EXERCISE TASK:
Please count the lines in the records below that contain the word "black", and reply with only that number.
____ EXTRACTED INFORMATION
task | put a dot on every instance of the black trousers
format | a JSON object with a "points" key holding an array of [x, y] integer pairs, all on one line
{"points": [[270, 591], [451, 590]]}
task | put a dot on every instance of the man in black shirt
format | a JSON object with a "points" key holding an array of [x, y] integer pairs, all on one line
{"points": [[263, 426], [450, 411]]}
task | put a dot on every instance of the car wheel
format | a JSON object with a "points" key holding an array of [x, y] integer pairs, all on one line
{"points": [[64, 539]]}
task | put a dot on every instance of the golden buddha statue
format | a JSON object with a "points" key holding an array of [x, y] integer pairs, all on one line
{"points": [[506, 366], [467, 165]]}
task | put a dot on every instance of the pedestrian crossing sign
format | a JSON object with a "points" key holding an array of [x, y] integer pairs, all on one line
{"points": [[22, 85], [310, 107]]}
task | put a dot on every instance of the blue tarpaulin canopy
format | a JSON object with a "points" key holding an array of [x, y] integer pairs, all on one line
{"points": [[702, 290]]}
________
____ EXTRACTED INFORMATION
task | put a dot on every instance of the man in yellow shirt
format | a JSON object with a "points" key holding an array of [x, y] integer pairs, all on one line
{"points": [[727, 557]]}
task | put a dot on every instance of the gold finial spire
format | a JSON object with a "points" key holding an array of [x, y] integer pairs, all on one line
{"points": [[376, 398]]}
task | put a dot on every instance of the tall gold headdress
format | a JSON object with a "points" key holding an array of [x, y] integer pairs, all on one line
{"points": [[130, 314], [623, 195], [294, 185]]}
________
ANSWER:
2